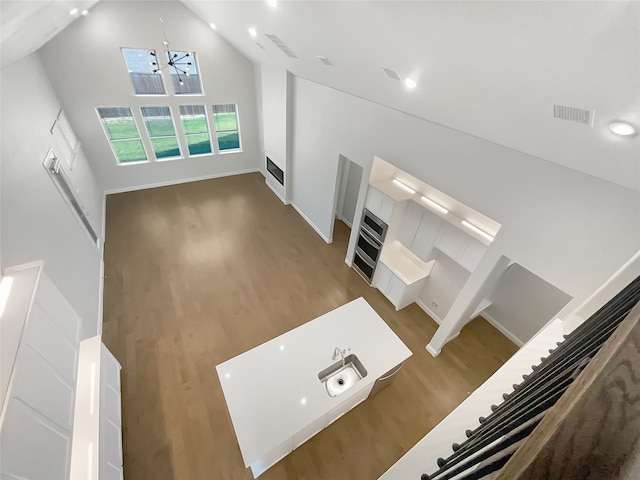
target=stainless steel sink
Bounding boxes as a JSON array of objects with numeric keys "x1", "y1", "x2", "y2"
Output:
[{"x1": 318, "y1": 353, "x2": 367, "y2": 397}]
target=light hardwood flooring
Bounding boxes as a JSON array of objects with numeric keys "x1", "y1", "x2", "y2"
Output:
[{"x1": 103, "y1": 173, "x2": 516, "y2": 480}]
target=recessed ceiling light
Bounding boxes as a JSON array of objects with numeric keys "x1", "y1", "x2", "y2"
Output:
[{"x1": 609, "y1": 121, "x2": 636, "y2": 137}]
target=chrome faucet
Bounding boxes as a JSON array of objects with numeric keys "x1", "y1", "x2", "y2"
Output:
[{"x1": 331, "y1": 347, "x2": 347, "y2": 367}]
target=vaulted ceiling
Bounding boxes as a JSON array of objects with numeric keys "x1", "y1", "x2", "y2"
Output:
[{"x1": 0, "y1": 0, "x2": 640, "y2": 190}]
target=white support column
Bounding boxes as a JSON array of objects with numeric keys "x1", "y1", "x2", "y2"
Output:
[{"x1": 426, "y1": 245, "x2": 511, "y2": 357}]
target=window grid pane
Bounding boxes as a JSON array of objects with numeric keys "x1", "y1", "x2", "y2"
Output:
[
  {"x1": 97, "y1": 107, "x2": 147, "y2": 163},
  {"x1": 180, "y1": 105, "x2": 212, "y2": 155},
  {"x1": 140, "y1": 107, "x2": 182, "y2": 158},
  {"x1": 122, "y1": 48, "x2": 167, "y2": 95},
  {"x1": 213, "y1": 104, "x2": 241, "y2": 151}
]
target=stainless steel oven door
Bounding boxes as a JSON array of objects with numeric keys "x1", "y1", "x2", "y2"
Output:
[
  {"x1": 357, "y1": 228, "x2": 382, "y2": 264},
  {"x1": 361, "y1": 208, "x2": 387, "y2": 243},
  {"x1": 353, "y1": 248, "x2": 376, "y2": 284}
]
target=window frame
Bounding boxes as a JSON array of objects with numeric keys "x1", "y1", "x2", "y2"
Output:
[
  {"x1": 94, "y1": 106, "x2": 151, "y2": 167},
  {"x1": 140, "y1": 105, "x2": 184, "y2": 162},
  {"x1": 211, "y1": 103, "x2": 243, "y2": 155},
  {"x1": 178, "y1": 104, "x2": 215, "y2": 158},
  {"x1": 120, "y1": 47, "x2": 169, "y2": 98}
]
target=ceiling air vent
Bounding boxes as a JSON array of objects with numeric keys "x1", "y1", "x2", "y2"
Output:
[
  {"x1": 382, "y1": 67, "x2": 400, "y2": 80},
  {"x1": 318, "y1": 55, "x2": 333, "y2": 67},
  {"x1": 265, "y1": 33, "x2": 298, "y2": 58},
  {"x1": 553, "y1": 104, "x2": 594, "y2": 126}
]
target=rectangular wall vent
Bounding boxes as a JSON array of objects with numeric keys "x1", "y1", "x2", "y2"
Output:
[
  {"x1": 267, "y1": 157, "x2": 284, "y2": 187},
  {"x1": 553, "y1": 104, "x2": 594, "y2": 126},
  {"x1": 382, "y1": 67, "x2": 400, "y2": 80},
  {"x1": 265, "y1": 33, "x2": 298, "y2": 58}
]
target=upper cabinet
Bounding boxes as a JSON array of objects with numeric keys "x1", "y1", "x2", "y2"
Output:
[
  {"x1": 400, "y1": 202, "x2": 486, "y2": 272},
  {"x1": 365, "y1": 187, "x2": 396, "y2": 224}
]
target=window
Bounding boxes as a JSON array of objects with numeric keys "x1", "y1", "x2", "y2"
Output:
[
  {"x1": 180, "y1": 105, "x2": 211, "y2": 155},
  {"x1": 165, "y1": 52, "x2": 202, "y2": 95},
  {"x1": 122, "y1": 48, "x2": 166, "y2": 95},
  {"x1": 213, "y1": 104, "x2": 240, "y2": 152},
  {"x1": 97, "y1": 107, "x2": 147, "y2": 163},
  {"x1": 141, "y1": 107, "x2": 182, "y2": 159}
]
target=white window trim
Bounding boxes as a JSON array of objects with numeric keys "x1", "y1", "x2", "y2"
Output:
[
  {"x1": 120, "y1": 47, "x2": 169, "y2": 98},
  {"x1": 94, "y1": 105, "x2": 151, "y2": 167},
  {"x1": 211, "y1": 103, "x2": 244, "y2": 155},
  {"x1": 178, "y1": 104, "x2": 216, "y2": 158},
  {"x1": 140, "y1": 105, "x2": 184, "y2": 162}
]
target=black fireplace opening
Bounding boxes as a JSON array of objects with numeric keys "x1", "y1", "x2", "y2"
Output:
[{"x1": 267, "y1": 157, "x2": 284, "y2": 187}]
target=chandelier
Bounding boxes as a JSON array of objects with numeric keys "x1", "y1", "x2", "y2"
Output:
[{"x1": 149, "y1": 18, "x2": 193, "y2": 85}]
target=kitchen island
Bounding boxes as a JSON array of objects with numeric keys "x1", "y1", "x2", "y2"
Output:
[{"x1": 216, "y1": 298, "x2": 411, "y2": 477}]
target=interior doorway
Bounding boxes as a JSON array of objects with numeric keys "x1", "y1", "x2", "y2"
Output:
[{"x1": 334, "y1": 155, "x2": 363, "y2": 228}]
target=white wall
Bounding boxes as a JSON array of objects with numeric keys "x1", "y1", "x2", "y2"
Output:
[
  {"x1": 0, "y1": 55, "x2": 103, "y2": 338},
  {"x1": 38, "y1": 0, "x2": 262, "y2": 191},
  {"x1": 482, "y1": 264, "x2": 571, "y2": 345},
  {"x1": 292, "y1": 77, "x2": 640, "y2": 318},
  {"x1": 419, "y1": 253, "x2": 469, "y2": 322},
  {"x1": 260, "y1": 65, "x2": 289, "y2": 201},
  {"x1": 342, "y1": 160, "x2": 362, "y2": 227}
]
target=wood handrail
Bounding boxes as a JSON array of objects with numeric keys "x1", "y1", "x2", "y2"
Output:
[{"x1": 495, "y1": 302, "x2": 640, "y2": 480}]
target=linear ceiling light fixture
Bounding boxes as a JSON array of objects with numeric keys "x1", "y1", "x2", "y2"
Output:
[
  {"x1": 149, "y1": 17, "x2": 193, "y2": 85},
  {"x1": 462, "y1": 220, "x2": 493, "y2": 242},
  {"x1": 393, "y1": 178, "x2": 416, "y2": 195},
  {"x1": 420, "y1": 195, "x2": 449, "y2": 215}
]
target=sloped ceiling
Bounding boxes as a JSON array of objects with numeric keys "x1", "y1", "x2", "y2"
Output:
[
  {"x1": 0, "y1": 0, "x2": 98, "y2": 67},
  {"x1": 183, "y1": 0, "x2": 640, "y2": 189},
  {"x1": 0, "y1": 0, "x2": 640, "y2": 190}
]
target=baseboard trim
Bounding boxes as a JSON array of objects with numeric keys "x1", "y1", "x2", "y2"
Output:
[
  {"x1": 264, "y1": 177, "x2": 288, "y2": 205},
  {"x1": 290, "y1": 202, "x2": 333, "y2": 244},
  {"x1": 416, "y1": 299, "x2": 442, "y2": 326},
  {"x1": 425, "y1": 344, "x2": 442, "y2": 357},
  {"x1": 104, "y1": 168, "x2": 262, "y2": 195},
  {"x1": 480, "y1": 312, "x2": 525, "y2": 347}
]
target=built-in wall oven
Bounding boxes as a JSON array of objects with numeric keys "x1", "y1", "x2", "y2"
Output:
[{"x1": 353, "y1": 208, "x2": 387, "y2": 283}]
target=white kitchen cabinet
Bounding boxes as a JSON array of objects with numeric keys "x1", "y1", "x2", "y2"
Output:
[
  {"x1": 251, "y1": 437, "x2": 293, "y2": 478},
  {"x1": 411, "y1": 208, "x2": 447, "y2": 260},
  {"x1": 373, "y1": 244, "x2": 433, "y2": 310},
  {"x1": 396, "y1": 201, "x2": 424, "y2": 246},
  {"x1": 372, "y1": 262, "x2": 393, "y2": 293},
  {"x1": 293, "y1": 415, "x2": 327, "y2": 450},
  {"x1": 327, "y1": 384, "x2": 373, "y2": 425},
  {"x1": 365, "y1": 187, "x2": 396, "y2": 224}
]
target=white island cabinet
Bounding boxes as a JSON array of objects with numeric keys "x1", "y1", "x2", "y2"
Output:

### Task description
Convert the items, from the line containing "target=white kitchen cabinet" through their end, into a JSON list of strings with one string per line, leaving out blank lines.

### Correct output
[
  "target=white kitchen cabinet",
  "Bounding boxes as a JSON array of objects with numeric keys \"x1\", \"y1\", \"x2\", \"y2\"",
  "Output:",
  "[",
  "  {\"x1\": 251, \"y1\": 437, \"x2\": 293, \"y2\": 478},",
  "  {\"x1\": 411, \"y1\": 208, \"x2\": 447, \"y2\": 260},",
  "  {\"x1\": 373, \"y1\": 244, \"x2\": 433, \"y2\": 310},",
  "  {\"x1\": 396, \"y1\": 201, \"x2\": 424, \"y2\": 246},",
  "  {\"x1\": 372, \"y1\": 262, \"x2\": 393, \"y2\": 293},",
  "  {\"x1\": 293, \"y1\": 415, \"x2\": 327, \"y2\": 450},",
  "  {\"x1\": 327, \"y1\": 384, \"x2\": 373, \"y2\": 425},",
  "  {\"x1\": 365, \"y1\": 187, \"x2\": 396, \"y2\": 224}",
  "]",
  "target=white island cabinet",
  "Bounding boxes as a JSON array of objects with numeric keys \"x1\", \"y1\", \"x2\", \"y2\"",
  "Output:"
]